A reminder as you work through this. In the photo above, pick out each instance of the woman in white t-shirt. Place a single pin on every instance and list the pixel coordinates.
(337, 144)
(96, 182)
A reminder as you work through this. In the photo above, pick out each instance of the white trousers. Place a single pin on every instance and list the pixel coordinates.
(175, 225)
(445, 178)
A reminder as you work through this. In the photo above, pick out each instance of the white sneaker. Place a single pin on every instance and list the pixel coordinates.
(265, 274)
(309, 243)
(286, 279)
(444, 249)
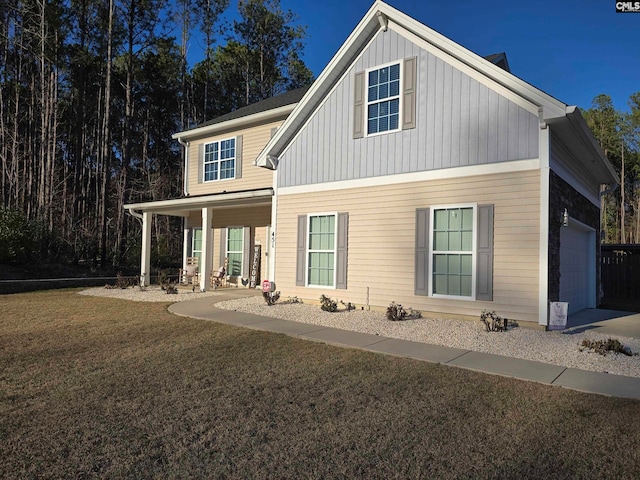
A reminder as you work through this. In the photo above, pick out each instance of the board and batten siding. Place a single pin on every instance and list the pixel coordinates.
(459, 122)
(381, 241)
(253, 141)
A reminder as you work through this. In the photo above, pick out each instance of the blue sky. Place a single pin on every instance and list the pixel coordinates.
(571, 49)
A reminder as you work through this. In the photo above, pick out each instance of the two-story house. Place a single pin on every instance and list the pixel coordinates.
(227, 202)
(412, 170)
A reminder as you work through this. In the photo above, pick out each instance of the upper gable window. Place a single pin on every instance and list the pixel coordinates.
(220, 160)
(383, 99)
◆ ◆ ◆ ◆ ◆
#### JOB
Print the listing above again line for line, including every answer, and omit the pictures from your reply.

#### EXERCISE RESULT
A reminder as you work through this. In the photo above, pick out each instance of the woman in white t-shirt. Place a single pin on every instance and list the pixel coordinates.
(337, 144)
(96, 182)
A reminder as you work through this. In the photo above, pick out each instance of the white trousers. Place a single pin on every instance and list the pixel coordinates.
(175, 225)
(445, 178)
A reminder as you work through this. In the photo above, pick out each instance of the white sneaker. Place a single pin on every instance and list the pixel coordinates.
(265, 274)
(309, 243)
(286, 279)
(444, 249)
A reminder as you work through this. In the photo above, pick out each instance of the board and batten siding. Place a single pin on every instance and list the pixel coordinates.
(459, 122)
(381, 241)
(253, 141)
A reminder as you work through this. In the photo above, pick out each instance of the blue sky. Place a single pin on every instance and list the pixel coordinates.
(571, 49)
A reminder as you work through this. In the photo above, pick out each instance of the two-story house. Place a single pin on every instance and list the pixel coordinates.
(227, 202)
(412, 170)
A reminder as you work through this. In the photo above, pick out each instance of the upper gable window. Place a single pin on every instance and list the pixel coordinates.
(220, 160)
(383, 99)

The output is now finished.